_Текст страницы_.
..............................
Детством человечества” называл античность Маркс, и это тот редкий случай, когда с ним нельзя не согласиться. Она действительно начинается с детства, ибо античность всегда считалась любимой игрушкой Запада. Если священная история подготавливала к вечной жизни, то древняя – к своей. Обряжая каждую эпоху в тунику или тогу, античность была школой жанров, заменяя их все: от криминала и фантастики до войны и эротики. Прирастив игровую половину, реальность как будто удвоилась. Классическое образование, в сущности, заключалось в том, что каждое событие обзаводилось аллегорией, а каждое имя – античным псевдонимом. Поэтому почти ренессансный человек Манилов назвал сыновей Фемистоклюсом и Алкидом (первый победил персов, второй стал Гераклом).
Как языкам и танцам, античности учили с раннего детства, чтобы овладеть ею без трудов и с грацией. Так продолжалось веками. Сказки нам еще рассказывали, Плутарха мы уже читали сами. Вернее – должны были читать, но вместо плутарховских биографий мне упорно навязывали ленинскую. Открыв античность позже, чем предыдущие поколения, я никак не могу начитаться. Всякий год, обычно зимой, на меня вновь накатывает волна – то римская, то греческая. Подчиняясь ее неодолимой силе, я все начинаю сначала – от Гомера до Апулея и обратно. Мне никогда не надоедает читать о том же самом, потому что всегда получается по-другому. Древние авторы требуют к себе принципиально иного отношения: они все умерли, причем – совсем. Античности больше нет, а если бы она была, как это случается со Средневековьем в самых диких местах планеты, нам бы с ней не понравилось. Между нами и ними – интервал, жирная точка, мешающая одному переползти в другое. Мы продолжаем начатое после их смерти.
Древний мир интересен тем, чем он не похож на наш. Это – опыт альтернативной истории, как Атлантида – только настоящая и всем доступная. Раз античность умерла, то сколько бы мы (я) ни пялились на руины, они не воскресят ушедшего мира, по-настоящему оставшегося только в книгах. И это прекрасно, ибо там он доступен каждому, кто умеет читать – в переводе с античного.
Соблазн такого чтения – в ограниченности источников. Если бы Цезарь не сжег Александрийскую библиотеку, она могла бы затоварить древность, но вандализм истории донес до нас лучшие крохи. Я, впрочем, сам с собой не согласен. Мне тоже жалко утраченного, я бы тоже мечтал прочесть соперников Аристофана, заполнить лакуны Ливия, узнать, что Аристотель написал о комедии. Надо, однако, признать, что отбор веков был щедрым и благодатным – он заставил нас ценить дошедшее. Никто не прочел все пятьсот пьес Лопе де Веги. Но трудно пресытиться семью трагедиями Софокла, оставшимися от ста двадцати трех им написанных.
..............................
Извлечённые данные
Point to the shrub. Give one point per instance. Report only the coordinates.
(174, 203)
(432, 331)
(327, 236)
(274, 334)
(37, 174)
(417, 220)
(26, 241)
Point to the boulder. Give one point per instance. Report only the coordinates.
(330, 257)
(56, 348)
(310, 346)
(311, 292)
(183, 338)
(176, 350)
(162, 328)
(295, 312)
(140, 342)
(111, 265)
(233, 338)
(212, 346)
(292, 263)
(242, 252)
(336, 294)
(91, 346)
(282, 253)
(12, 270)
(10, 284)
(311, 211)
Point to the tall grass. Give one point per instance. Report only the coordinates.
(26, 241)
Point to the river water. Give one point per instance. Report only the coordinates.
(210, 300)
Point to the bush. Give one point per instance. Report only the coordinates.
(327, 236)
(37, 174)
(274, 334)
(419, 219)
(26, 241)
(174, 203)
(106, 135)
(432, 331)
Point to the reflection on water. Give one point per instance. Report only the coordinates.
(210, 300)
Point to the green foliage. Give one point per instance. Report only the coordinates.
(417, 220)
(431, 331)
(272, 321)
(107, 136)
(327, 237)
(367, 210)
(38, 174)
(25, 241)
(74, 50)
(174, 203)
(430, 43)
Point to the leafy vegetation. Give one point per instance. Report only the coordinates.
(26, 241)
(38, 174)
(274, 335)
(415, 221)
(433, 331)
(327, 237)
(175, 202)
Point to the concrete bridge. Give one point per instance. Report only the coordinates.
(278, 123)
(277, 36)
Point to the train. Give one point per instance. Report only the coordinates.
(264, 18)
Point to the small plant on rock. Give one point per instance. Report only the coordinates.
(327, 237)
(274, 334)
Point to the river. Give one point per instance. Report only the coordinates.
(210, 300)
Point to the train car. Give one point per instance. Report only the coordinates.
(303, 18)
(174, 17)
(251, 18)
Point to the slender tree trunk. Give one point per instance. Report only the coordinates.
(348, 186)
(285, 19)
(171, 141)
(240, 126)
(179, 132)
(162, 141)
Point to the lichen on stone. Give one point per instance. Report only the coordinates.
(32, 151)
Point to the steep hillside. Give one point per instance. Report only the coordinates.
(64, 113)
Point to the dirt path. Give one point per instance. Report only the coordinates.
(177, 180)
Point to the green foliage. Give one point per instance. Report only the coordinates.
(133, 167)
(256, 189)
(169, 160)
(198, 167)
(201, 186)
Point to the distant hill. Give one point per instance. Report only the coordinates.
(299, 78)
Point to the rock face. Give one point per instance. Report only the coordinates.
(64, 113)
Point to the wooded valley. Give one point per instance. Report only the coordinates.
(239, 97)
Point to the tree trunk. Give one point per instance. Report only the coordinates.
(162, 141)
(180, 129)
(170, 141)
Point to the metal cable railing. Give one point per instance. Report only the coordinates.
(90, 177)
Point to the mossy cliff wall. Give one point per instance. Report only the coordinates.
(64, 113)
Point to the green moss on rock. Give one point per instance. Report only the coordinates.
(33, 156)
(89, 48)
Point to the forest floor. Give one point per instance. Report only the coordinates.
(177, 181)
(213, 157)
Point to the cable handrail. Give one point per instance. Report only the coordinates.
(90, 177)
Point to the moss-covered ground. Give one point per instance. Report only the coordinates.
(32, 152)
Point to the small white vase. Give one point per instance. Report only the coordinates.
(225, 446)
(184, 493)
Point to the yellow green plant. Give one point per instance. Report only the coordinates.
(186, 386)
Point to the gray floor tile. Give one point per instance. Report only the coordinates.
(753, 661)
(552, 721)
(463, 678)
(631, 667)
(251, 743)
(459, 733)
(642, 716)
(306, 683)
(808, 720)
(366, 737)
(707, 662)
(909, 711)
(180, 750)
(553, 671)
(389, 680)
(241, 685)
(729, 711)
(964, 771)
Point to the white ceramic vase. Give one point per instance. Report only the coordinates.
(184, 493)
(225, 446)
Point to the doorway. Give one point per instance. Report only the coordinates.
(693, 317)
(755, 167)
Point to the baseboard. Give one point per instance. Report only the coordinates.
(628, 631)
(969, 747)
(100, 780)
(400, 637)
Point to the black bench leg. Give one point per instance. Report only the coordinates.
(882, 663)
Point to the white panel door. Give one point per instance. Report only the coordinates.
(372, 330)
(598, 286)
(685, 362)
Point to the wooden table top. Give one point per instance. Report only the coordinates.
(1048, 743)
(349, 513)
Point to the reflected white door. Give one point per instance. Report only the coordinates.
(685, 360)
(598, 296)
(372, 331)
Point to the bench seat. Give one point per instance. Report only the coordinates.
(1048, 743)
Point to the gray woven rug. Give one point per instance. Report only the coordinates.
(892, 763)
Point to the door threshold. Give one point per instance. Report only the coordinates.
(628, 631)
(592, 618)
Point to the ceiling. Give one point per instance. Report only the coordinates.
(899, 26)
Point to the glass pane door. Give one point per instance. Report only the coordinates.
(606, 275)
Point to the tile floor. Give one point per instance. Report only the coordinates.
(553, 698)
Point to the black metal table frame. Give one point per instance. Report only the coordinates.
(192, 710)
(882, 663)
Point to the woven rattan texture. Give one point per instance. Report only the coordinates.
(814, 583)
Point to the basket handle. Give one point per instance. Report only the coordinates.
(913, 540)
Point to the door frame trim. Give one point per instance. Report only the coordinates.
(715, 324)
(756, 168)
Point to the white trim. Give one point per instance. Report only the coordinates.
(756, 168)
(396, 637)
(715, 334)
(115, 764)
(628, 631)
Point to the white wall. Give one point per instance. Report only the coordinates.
..............................
_Задания_.
1: Перепишите без изменений фрагмент текста об античности, который начинается словами «Соблазн такого чтения» и заканчивается словами «трех им написанных.».
2: Напишите продолжение текста об античности, начиная сразу после его последнего предложения.

_Ответы по порядку_.
1:
Соблазн такого чтения – в ограниченности источников. Если бы Цезарь не сжег Александрийскую библиотеку, она могла бы затоварить древность, но вандализм истории донес до нас лучшие крохи. Я, впрочем, сам с собой не согласен. Мне тоже жалко утраченного, я бы тоже мечтал прочесть соперников Аристофана, заполнить лакуны Ливия, узнать, что Аристотель написал о комедии. Надо, однако, признать, что отбор веков был щедрым и благодатным – он заставил нас ценить дошедшее. Никто не прочел все пятьсот пьес Лопе де Веги. Но трудно пресытиться семью трагедиями Софокла, оставшимися от ста двадцати трех им написанных.

2:
Лучшее в античной литературе то, что она помещается в один шкаф, и я хотел бы в нем поселиться. А ведь такого нельзя проделать с другой литературой (кроме, конечно, той, что составляет Библию). Каждая словесность известна нам в своих лучших проявлениях, зато античность – вся. Мы можем попасть в чужой мир, запечатанный в немногих книгах. Честно говоря, я не пойму, зачем Гарри Поттер, когда есть греки.
Читая их, я всегда возвращаюсь к Аристофану: в мире нет никого живее. Желтая пресса Афин, его комедии – воронка сплетен, о которых пробалтывается история, а я ее сторожу, как соседка в коммунальной квартире, которой в сущности и был древнегреческий полис. Все всех знали и терпели.
Мы не питаем неприязни к соседу, – говорил Перикл у Фукидида, – если он в своем поведении следует личным склонностям, и не выказываем ему хотя и безвредной, но тягостно воспринимаемой досады.
Аристофан показывал, как было на самом деле. Из его пьес мы поименно знаем афинских сутяг, распутников, сквалыг, демагогов, графоманов, трусов, бросивших щит, и даже обжор. Вот они: Морих, Телей и Главкет.
Комедия всегда начинала снизу и далеко оттуда не отходила. Сортирный юмор Аристофана служит пропилеями в беломраморную античность, потому что нам легче поверить в эллинских героев, когда мы знаем, чем они пользовались вместо туалетной бумаги (гладкими камешками). Аристофан вводит нас в зону фамильярного контакта, уничтожая ту почтительную дистанцию, что губительна для классиков.
Но как бы упоительны ни были эти грязные комедии, читать их очень трудно. Аристофан ведь на нас не рассчитывал. Гомер, скажем, претендовал на вечность, да и был ею. Эсхил, Геродот, Софокл писали в назидание потомкам. Но Аристофан издевался над актуальным и наслаждался сиюминутным триумфом. Его пьесы укоренены в год, день и час своей премьеры. Чтобы понять тогдашних зрителей, мы должны знать то же, что и они, – свободно разбираться в ситуации и на лету схватывать намеки. Это требует поминутной консультации, что и хорошо. Древний текст – магнит для комментариев, которых, по-моему, не бывает слишком много. Идя за непонятной (каждой второй) строчкой, мы погружаемся в гущу исчезнувшей жизни. Разъясняя то, что понятно всем, кроме нас, комментатор составляет энциклопедию всего забытого и темного, во что превращается всякая жизнь, очищенная от универсального содержания. Трагедия имеет дело с общим, комедия – с частным. Смешно конкретное, поэтому абстрактному мы молимся всегда, анекдотами наслаждаемся сразу.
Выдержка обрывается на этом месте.